## Source data
=======

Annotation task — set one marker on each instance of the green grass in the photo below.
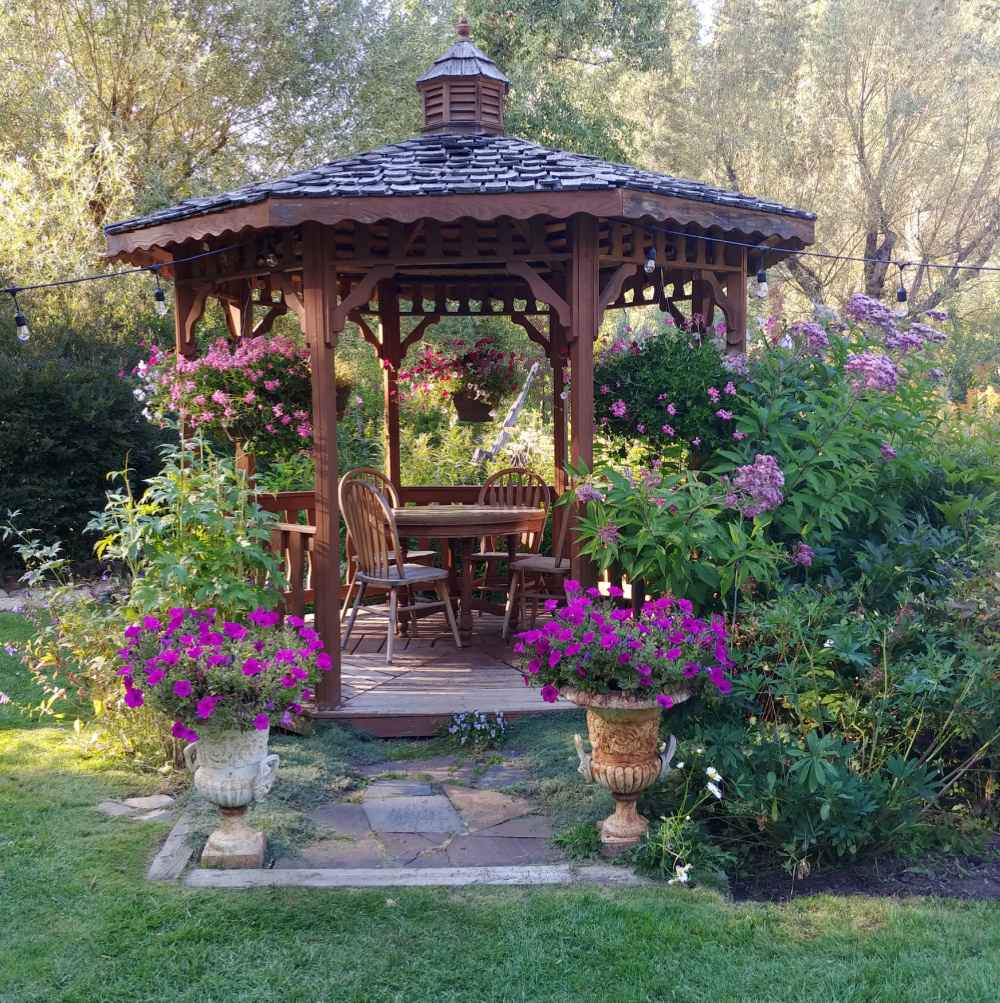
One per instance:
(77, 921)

=======

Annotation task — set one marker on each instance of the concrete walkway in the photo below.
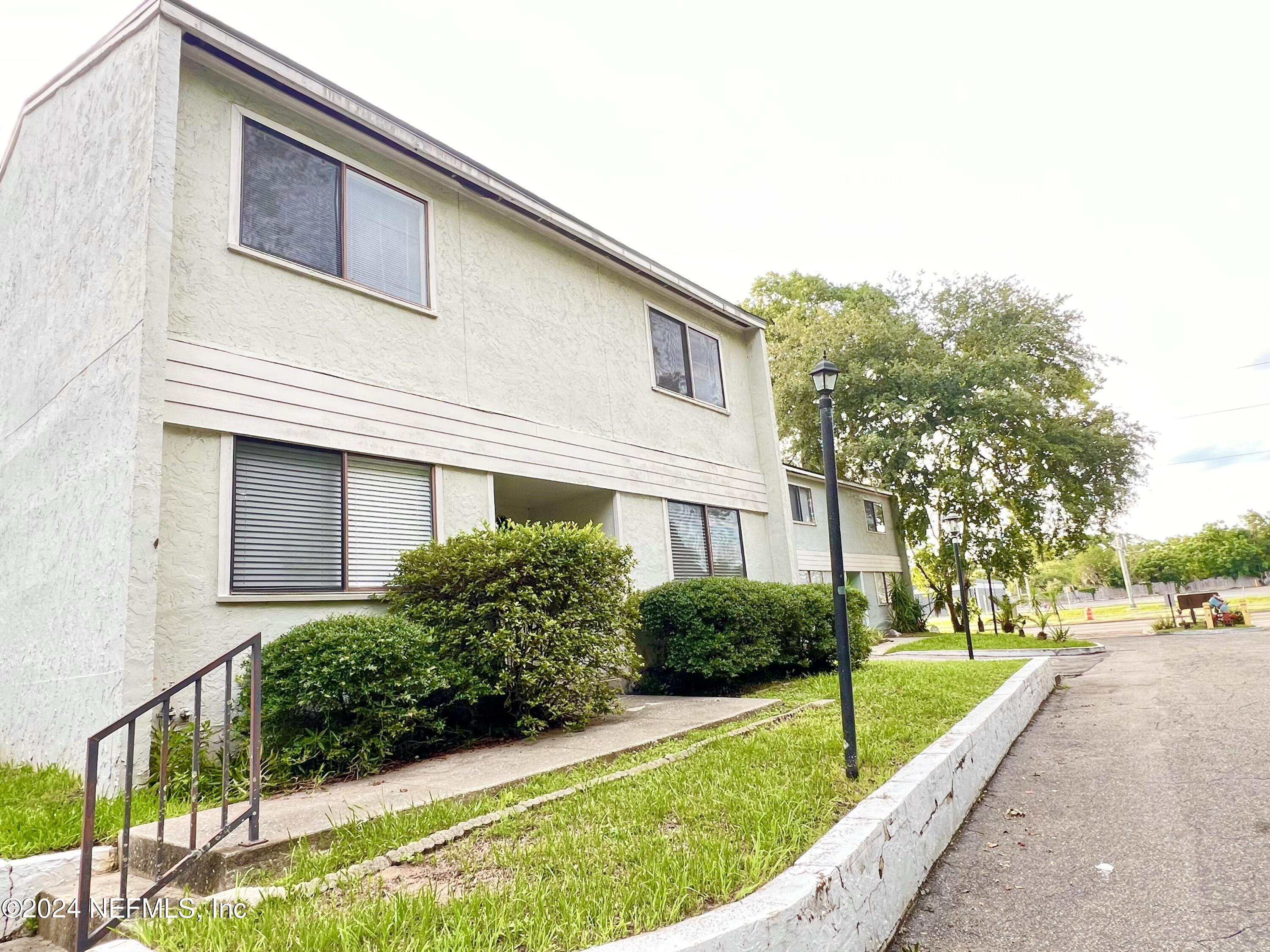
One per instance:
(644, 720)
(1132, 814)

=======

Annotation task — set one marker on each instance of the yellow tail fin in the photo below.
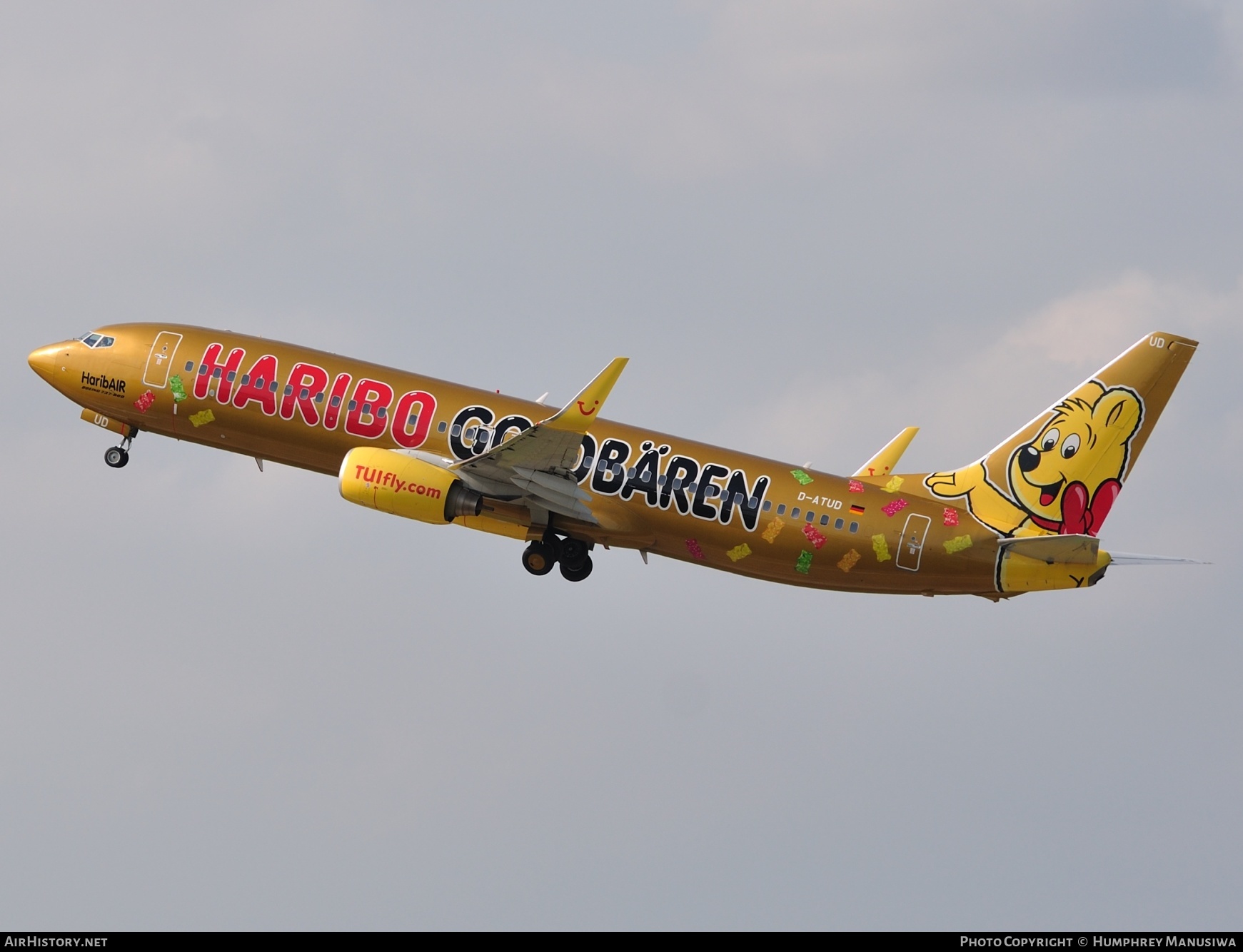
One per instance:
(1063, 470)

=======

Reproduce the items from the line containing "fin in the photo below." to the line containing "(1063, 470)", both included, and omit the pictures.

Annotation task — set one marker on each instance of the yellow tail fin in the photo below.
One per instance:
(1063, 470)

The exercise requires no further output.